- _TEXTE À LIRE_
┏━━

RSE et réglementation
La responsabilité sociétale des entreprises (RSE) est définie par la Commission Européenne comme « l’intégration volontaire par les entreprises de préoccupations sociales et environnementales à leurs activités commerciales et leurs relations avec les parties prenantes. »
Il s’agit ainsi des actions qu’une entreprise choisit de mener, au-delà de ses obligations juridiques, pour contribuer aux enjeux du développement durable.
Mettre en place une démarche RSE, c’est donc aller au-delà de la loi, et du cadre légal qui régit les pratiques liées à la RSE. Une entreprise qui se contente d’appliquer les normes de l’Organisation Internationale du Travail sur le travail des enfants ou les obligations anti-corruption de la loi Sapin 2 ne peut donc pas mettre en valeur ces actions dans le cadre de sa démarche RSE.
Les entreprises sont ainsi relativement libres de choisir parmi les différents référentiels internationaux qui se sont développés pour structurer leur démarche RSE. Cependant, de plus en plus de pays, dont la France, choisissent de mettre en place une réglementation autour de la RSE, et notamment du reporting extra-financier. Il est donc important d’être au courant du cadre réglementaire et juridique applicable à votre entreprise.
2001-2016 : les prémices des lois françaises touchant à la RSE
La France est l’un des pays pionniers sur le cadre législatif lié à la RSE. Elle a été le premier pays à demander aux entreprises de rendre des comptes sur les conséquences sociales et environnementales de leurs activités, et a fait évoluer son cadre législatif pour qu’il reste pertinent au regard des nouvelles responsabilités des entreprises et des évolutions internationales.
Loi relative aux Nouvelles Régulations Économiques (loi NRE, 2001)

┗━━

- _CONSIGNE_
Pourriez-vous poursuivre le texte sur la RSE et sa réglementation à partir de l'endroit où il s'arrête ? La liste qui vient ensuite provient d'une autre source que ce texte.

- _SECTION DES DONNÉES_
┏━━

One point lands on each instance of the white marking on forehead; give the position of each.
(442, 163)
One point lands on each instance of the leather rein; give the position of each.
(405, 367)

┗━━

- _RÉSULTAT OBTENU_
Avec cette loi, la France devient le premier pays à inscrire le reporting extra-financier dans le cadre légal. La loi NRE impose aux entreprises cotées sur un marché réglementé de présenter dans leur rapport de gestion annuel les conséquences sociales et environnementales de leurs activités.
Lois Grenelle 1 et 2 (2009-2012)
Les lois Grenelle renforcent l’obligation de communication des entreprises via :
- L’élargissement du nombre d’entreprises tenues de rendre compte de leurs activités. Sont désormais concernées : les sociétés cotées en bourse, les sociétés au chiffre d’affaires supérieur à 100 M€, et les sociétés de plus de 500 employés.
- La vérification des données extra-financières publiées par un organisme tiers indépendant (OIT).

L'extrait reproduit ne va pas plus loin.